Abbess of the Imperial Abbey of Gandersheim
- Reign: 956–1001
- Predecessor: Wendelgard
- Successor: Sophia I
- Born: c. 940
- Died: 13 November 1001 Gandersheim Abbey
- House: Ottonian Dynasty
- Father: Henry I, Duke of Bavaria
- Mother: Judith of Bavaria
- Religion: Catholic

= Gerberga II, Abbess of Gandersheim =

Gerberga II (c. 940 - 13 or 14 November 1001, also called Gerbirg or Gerburg) was the daughter of Henry I of Bavaria and his wife Judith, and a niece of Emperor Otto I. She was Abbess of Gandersheim from 956 to 1001 and personally instructed dramatist and poet Hrosvit of Gandersheim. Under Gerberga's rule, Gandersheim Abbey served as an Ottonian center of cultural, spiritual, and intellectual life.

== Family and early life ==
Gerberga's exact dates of birth and death are not known, though the approximate year of birth 940 has been deduced from sources. Her parents were Henry I, Duke of Bavaria and a member of the Ottonian dynasty, and Judith. At least three of her siblings are known: Henry II of Bavaria, Hadwig of Swabia, and Brunon, Count of Brunswick. Gerberga was sent for education to Gandersheim Abbey at an early age, and became abbess in 956. She supported her brother Henry II in his quest to achieve more influence for their family, but also remained on good terms with her uncle Emperor Otto I and cousin Emperor Otto II.

Gerberga followed in a long tradition of royal abbesses at Gandersheim. The abbey was established by her great-great-grandparents, the Saxon nobles Liudolf and Oda, in the 9th century. Three of their daughters, Hathumonda (852-74), Gerberta I (874-96), and Christina (896-918) served as Gandersheim's three founding abbesses. Gerberga II's ascension to abbess in 965 suggests that Ottonian imperial ties to Gandersheim remained strong throughout the following century.

== Life as abbess ==
Gerberga II served as abbess of Gandersheim from approximately 965 to 1001. She was praised for her integrity, and her reign has been called the "golden age" of the abbey, and described as a time of peace, tranquility, and scholarship. Gandersheim became a center of Ottonian intellectual and spiritual activity, functioning as a hospital, library, a rest stop for refugees or travelers, and, most notably, a school. Many aristocratic families sent their daughters to the abbey to be educated. Among them was the Emperor Otto II and his wife Theophanu, who sent their five-year-old daughter Sophia I to live under Gerberga's care and eventually become her successor.

Gandersheim was given a great deal of independence by the Ottonian rulers. In 947, Gerberga's uncle Emperor Otto I freed the abbey from royal rule and granted the abbess the authority to hold courts of law, keep an army, and coin money. Resultantly, there seems to have been much good will between Gerberga and her uncle. During her reign, she commissioned a history of his life to be written and presented to him by her canoness Hrosvit.

STUDY QUESTIONS
1/ Repeat the part of the Gerberga II text that opens with the words containing "Gerberga followed in" and closes with "the following century.".
2/ Answer these questions from the Gerberga II text:
(a) Who established Gandersheim Abbey?
(b) In what year did Emperor Otto I free the abbey from royal rule?
(c) How old was Sophia I when she was sent to live under Gerberga's care?
3/ According to the Gerberga II text, what were all the functions Gandersheim served as a center of Ottonian intellectual and spiritual activity?

Referring expression data
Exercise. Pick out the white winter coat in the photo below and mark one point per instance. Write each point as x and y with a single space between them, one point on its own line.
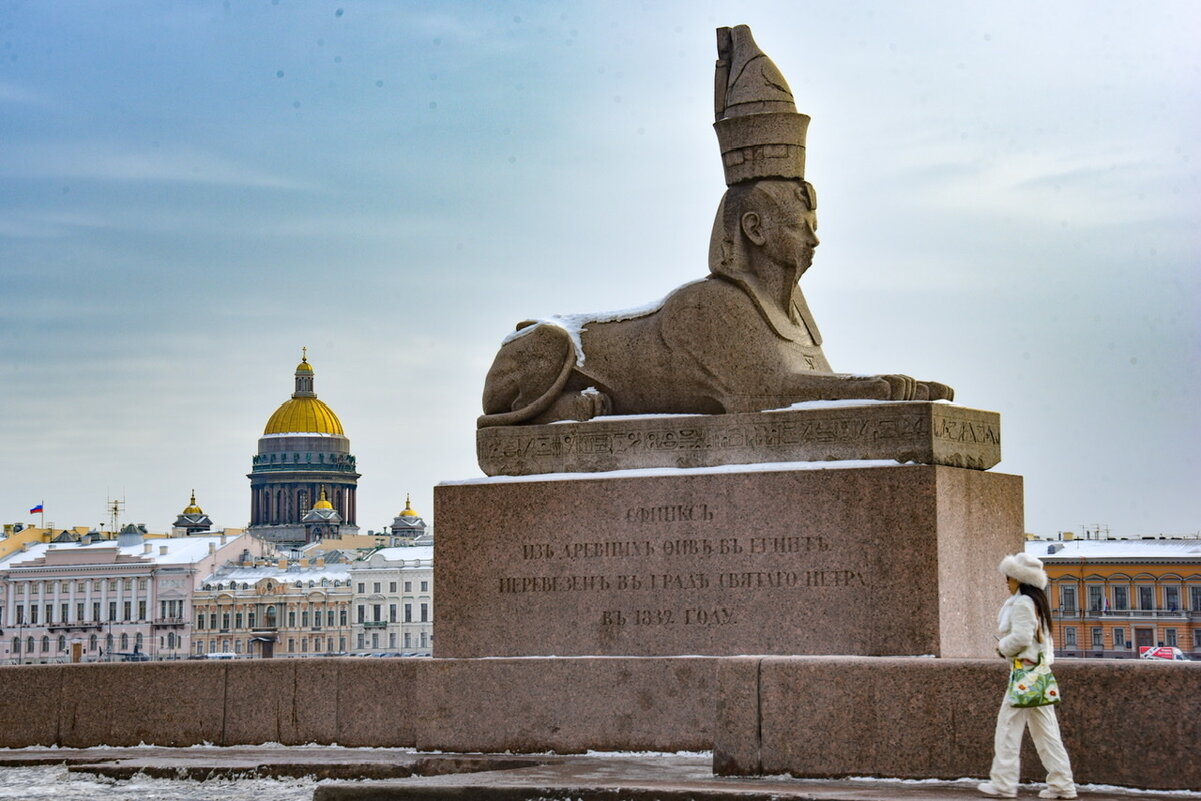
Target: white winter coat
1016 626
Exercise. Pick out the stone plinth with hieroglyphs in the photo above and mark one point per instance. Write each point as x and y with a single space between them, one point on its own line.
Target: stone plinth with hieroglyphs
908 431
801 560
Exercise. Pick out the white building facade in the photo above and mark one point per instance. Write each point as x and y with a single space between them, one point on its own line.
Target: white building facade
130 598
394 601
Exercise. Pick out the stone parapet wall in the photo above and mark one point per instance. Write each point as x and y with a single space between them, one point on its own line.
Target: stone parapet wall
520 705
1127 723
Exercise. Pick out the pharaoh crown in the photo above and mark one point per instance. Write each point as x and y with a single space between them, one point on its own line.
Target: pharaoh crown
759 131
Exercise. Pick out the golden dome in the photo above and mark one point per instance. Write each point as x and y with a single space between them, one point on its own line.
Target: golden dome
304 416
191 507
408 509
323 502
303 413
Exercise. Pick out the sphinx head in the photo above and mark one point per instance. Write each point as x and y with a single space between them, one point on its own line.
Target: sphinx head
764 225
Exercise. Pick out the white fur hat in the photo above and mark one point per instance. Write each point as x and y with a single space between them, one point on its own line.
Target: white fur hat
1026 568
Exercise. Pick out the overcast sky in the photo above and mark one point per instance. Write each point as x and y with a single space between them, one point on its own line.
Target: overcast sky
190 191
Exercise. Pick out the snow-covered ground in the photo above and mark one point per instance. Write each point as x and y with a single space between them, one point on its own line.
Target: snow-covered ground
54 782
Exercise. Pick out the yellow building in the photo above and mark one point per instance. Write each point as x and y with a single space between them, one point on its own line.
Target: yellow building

TASK-BY-TASK SOLUTIONS
1/
Gerberga followed in a long tradition of royal abbesses at Gandersheim. The abbey was established by her great-great-grandparents, the Saxon nobles Liudolf and Oda, in the 9th century. Three of their daughters, Hathumonda (852-74), Gerberta I (874-96), and Christina (896-918) served as Gandersheim's three founding abbesses. Gerberga II's ascension to abbess in 965 suggests that Ottonian imperial ties to Gandersheim remained strong throughout the following century.

2/
(a) The Saxon nobles Liudolf and Oda, Gerberga's great-great-grandparents.
(b) 947.
(c) Five years old.

3/
- A hospital
- A library
- A rest stop for refugees or travelers
- A school